**EXTRACTED TEXT:**
Calculating sample mean and sample variance on all samples vs distinct subsets

Question

Consider 1000 samples drawn from an unknown distribution. Whats the difference between the following two ways of calculating sample mean and sample variance?

find sample mean and sample variance over all 1000 samples.
find sample mean over first 500 samples and sample variance over remaining 500 samples.

What is the difference and which method is preferred?

varty · Answer 1 · 2011-11-28T15:56:59.520

2

The first method is preferred as you are using all the information in the sample to get more 'accurate' measures of central tendency (i.e., the sample mean) and the spread (i.e., the variance) in your data.

More formally, if $x_i$ is from an unknown distribution but are iid with finite mean and variance then it follows from the central limit theorem that:

$$\bar{x} \sim N(\mu,\frac{\sigma^2}{n})$$

Informally the above suggests the following two 'facts':

The sample mean is an unbiased estimator of the true mean as the distribution of the sample mean is centered at the true mean and
The spread of the distribution is narrower with higher $n$.

Fact 1 suggests that the sample mean will remain unbiased with a smaller sample size (i.e., using 500 instead of 1000 should be fine if you are concerned if the sample mean is biased or not) but fact 2 suggests that the distribution of $\bar{x}$ is 'narrower' with higher $n$ and hence it makes sense to use the full sample of 1000 data points rather than 500 data points. Intuitively, facts 1 and 2 together indicate that the higher the sample size used to compute the sample mean, the lower chances that the sample mean is 'far away' from the true mean.

A similar argument for the sample variance can be made. See the wiki on the distribution of the sample variance. In particular see the formula for $E(s^2)$ (i.e., the mean of the sample variance) and $\text{V}(s^2)$ (i.e., the variance of the sample variance).

**TO DO:**
#1 In the thread on sample mean and variance, which of the two methods does the answer say is preferred?
#2 Sum up the sample mean and variance thread in two sentences.
Rely only on the thread above.

**DATASET SECTION:**

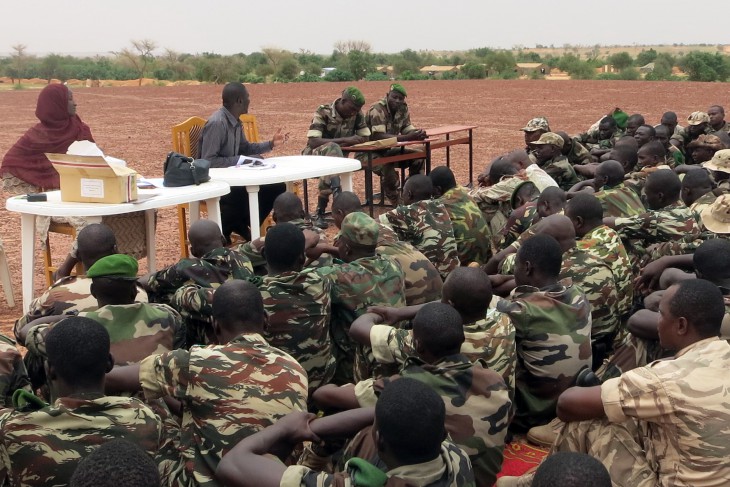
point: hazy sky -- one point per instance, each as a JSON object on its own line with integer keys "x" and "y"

**RESPONSES PER TASK:**
#1 The first method, which computes the sample mean and sample variance over all 1000 samples.

#2 A question asks whether to compute the sample mean and variance over all 1000 samples, or to take the mean from the first 500 and the variance from the other 500. The answer prefers using all 1000 because the sample mean stays unbiased with fewer samples but has a narrower distribution with a larger sample, and a similar argument applies to the sample variance.